Only lines holding the word "office" are needed; copy each of them from the material.

● **RECORD EXTRACTS**:

:::::

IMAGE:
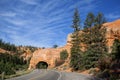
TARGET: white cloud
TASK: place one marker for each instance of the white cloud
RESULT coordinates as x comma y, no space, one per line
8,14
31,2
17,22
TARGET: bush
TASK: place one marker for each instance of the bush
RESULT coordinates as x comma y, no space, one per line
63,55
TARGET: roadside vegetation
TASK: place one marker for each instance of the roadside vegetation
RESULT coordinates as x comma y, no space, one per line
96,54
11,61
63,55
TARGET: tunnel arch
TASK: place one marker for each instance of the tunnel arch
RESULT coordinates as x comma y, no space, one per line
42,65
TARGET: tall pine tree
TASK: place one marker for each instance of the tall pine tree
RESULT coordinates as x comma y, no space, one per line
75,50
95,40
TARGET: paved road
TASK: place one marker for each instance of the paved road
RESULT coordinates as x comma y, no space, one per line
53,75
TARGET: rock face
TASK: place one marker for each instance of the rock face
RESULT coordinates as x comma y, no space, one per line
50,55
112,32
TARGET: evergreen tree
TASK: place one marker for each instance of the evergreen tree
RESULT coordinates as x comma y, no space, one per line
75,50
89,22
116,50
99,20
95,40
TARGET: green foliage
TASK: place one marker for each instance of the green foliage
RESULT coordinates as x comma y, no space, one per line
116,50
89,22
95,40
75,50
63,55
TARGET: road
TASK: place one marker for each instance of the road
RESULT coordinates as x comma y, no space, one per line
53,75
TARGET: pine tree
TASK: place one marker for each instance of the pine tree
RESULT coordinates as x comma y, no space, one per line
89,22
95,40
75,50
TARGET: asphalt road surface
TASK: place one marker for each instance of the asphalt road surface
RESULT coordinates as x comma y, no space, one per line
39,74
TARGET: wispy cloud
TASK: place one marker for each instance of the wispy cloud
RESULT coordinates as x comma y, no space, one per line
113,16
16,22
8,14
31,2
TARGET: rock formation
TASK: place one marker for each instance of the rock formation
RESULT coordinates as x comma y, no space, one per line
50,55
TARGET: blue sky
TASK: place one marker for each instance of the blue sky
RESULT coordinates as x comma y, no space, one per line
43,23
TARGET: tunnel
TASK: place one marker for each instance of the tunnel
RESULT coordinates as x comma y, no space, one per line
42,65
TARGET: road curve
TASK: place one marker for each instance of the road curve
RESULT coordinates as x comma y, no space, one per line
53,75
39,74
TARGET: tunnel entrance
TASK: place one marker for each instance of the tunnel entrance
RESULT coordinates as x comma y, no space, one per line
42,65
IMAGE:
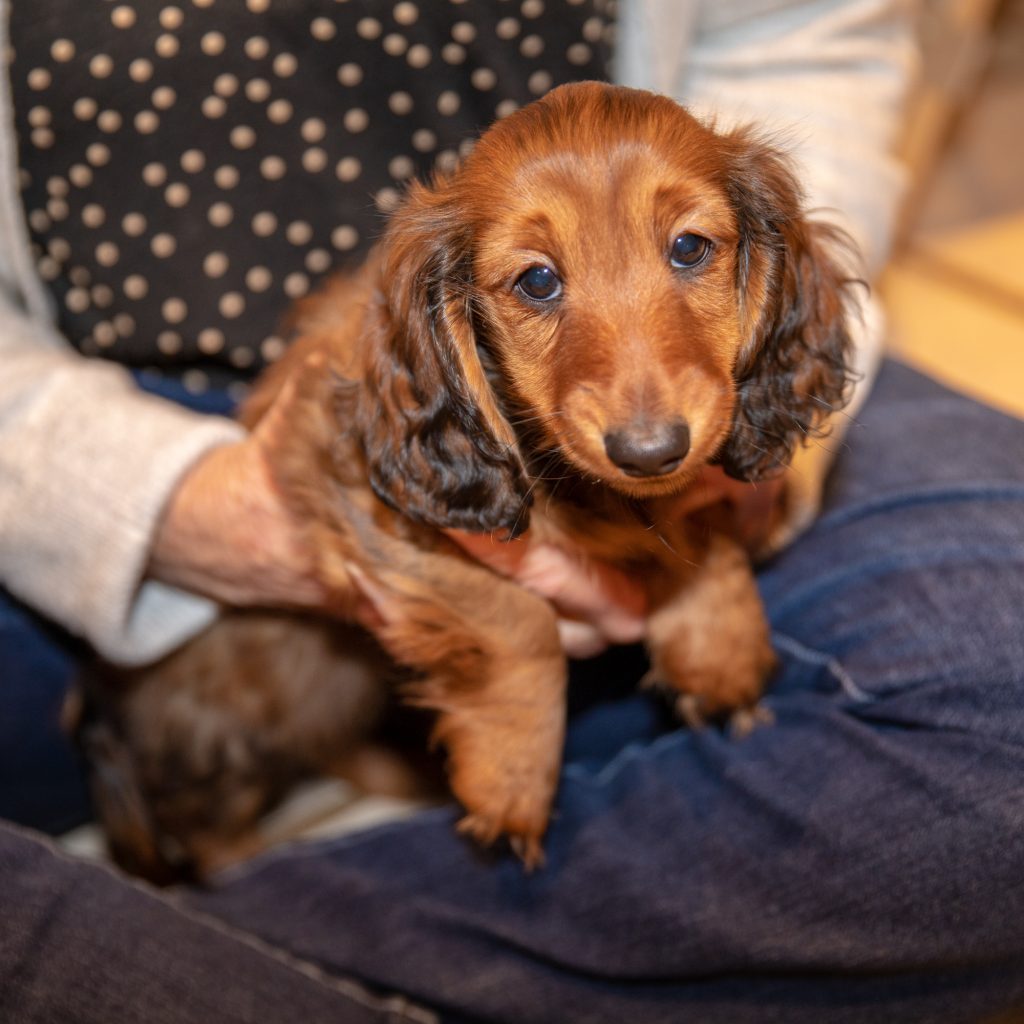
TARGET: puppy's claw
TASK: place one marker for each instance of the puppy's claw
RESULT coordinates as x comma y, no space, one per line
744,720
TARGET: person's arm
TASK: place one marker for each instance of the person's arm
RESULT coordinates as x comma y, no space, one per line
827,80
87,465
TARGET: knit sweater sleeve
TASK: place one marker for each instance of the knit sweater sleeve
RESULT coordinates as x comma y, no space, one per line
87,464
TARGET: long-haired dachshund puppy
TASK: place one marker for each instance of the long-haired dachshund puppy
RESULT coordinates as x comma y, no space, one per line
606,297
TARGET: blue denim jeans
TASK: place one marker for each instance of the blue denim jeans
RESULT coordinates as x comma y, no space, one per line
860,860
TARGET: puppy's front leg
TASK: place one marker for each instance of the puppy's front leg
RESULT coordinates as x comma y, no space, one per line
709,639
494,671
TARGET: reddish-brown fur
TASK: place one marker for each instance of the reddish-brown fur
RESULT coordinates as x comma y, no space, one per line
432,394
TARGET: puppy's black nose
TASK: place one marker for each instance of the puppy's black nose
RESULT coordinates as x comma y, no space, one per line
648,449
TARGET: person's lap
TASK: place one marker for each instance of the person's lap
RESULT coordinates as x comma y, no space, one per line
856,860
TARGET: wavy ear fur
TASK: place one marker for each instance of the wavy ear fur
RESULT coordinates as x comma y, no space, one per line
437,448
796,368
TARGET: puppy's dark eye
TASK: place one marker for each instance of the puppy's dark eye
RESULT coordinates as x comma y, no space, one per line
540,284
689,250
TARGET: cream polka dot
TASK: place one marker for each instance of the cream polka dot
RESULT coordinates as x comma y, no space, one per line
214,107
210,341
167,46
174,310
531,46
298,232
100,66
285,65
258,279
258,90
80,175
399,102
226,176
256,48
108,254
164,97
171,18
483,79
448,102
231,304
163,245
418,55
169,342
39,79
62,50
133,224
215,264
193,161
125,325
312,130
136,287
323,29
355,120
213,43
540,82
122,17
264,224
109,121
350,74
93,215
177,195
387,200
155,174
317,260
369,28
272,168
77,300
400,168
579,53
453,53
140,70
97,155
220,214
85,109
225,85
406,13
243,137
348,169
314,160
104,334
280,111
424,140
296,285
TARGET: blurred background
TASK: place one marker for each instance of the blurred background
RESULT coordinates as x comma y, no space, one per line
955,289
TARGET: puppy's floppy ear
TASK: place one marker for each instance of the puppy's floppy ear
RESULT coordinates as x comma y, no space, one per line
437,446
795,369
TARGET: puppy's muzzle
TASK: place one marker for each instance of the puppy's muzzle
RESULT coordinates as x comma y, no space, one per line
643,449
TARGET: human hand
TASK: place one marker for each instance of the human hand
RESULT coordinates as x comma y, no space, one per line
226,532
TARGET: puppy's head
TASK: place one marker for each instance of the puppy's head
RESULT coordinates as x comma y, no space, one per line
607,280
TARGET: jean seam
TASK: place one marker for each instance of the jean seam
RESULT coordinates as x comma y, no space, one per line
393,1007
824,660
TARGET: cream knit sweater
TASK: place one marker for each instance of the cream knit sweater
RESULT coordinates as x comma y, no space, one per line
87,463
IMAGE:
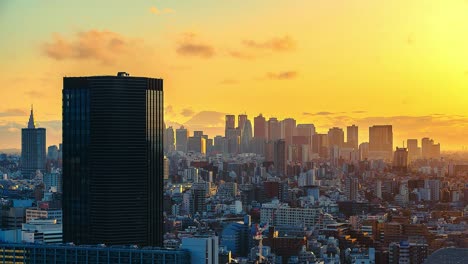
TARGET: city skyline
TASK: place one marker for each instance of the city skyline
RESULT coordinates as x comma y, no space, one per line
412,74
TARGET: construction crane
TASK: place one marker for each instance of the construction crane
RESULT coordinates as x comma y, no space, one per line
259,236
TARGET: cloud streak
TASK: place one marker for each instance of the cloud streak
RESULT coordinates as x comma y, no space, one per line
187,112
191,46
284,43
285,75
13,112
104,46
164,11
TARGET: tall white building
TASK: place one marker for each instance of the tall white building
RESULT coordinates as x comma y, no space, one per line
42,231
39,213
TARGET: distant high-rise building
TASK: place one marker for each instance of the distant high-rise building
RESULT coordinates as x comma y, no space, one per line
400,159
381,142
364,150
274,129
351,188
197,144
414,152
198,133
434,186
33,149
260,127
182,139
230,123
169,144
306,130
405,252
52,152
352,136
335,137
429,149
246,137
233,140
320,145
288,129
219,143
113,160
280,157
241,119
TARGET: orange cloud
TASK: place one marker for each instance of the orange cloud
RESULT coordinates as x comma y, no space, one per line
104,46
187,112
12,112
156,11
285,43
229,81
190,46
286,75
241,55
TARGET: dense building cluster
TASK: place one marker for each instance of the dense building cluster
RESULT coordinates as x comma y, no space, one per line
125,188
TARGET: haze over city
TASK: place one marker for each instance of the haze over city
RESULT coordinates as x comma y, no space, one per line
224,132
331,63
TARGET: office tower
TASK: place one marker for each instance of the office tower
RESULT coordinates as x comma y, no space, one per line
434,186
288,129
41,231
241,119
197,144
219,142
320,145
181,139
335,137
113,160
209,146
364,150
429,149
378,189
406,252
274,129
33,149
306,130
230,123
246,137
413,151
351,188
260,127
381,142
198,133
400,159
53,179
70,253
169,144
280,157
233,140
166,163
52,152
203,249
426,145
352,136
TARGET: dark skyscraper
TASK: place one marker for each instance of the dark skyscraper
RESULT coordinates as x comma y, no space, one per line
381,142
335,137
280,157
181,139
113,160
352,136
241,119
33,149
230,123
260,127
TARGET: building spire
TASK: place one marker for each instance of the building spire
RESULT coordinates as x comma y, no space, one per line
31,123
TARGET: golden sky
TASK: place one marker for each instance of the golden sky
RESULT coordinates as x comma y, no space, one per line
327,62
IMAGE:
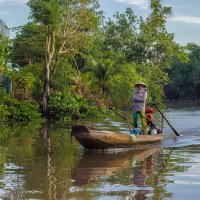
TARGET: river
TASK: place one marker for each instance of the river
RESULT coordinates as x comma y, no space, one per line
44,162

:::::

● **ANSWER TO THE PROBLEM**:
TARGET: office tower
TASK: place one marker for each instance of the office tower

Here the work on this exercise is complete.